* Text passage *
####################
The album records an epic six-day traverse across the peaks surrounding Kamikochi valley, deep in the mountainous interior of Nagano Prefecture.
Seventy years on, almost to the day, I follow a well-worn trail along a river bank shaded by cypresses, Japanese maples and ornamental pines. The Azusagawa River cascades over granite boulders to my left like a long marble staircase twisting up the Kamikochi valley.
There's a sweet scent of cedar in the air and the Myojin peaks rise steep and buttressed from the opposite bank; wooded flanks striated by couloirs of snow and freckled with moraine; as timeless as the photos in the album.
This is a pilgrimage of sorts; to walk up a valley and back in time through a landscape of photographs; to remember my granddad, and by following his route, perhaps get to know him better.
Last night I was in a sorry state, sweating and panting and dragging my backpack through the tunnels and turnstiles of the world's busiest train station. All 3.2 million commuters in Shinjuku seemed to be headed in the opposite direction.
I was engaged in frantic and exhausting pantomimes involving much arm-waving and a peculiar dialect of English I employ in the hope it sounds more like Japanese all just to figure out where the bus stop was.
The writhing technopolis of Tokyo must be unrecognisable from my grandfather's day, but Kamikochi's landscape remains untouched by modernity, frozen in time by isolation, and enshrined in environmental legislation.
I walk for four hours beside the river, until the valley splits in two, then three, and the river narrows to a raging tributary rushing over car-sized monoliths of granite. The melt-water is so cold it feels like I'm standing on broken glass.
Precipitous valley walls tower over me, scoured by glaciers and eons of fluvial erosion, and rimmed with mountains folded and creased into pinnacles. Forests cling to granite cliffs and the diminutive tracks are punctuated by rock slides and avalanches of snow 30m across.
And yet the daintiest wildflowers grow on the riverbanks, butterflies sparkle in the forest and the trees are decorated with mosses like baroque filigree. Kamikochi is a place of truly sublime, awe-inspiring beauty.
####################
* Data segment *

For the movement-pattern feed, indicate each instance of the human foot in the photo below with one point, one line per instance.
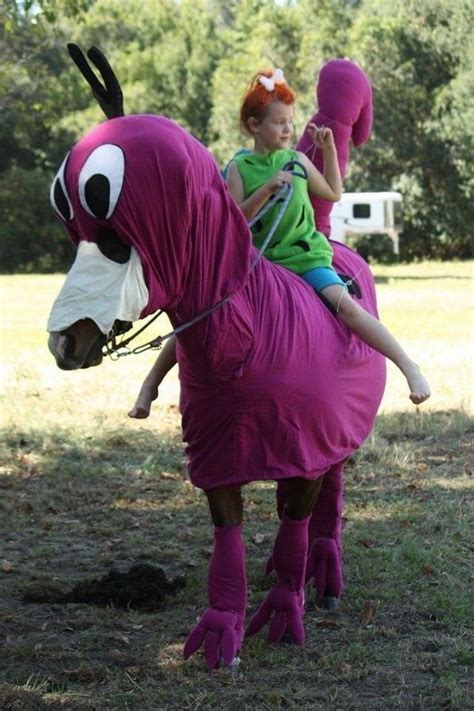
(419, 386)
(142, 406)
####################
* Exercise requirements *
#1 Copy the passage of the Kamikochi travel piece from "I was engaged" to "bus stop was.".
#2 Render this sentence from the Kamikochi travel piece in Spanish: "Kamikochi is a place of truly sublime, awe-inspiring beauty."
The listing is material separate from the Kamikochi travel piece.

* Results by task *
#1
I was engaged in frantic and exhausting pantomimes involving much arm-waving and a peculiar dialect of English I employ in the hope it sounds more like Japanese all just to figure out where the bus stop was.

#2 Kamikochi es un lugar de una belleza verdaderamente sublime y sobrecogedora.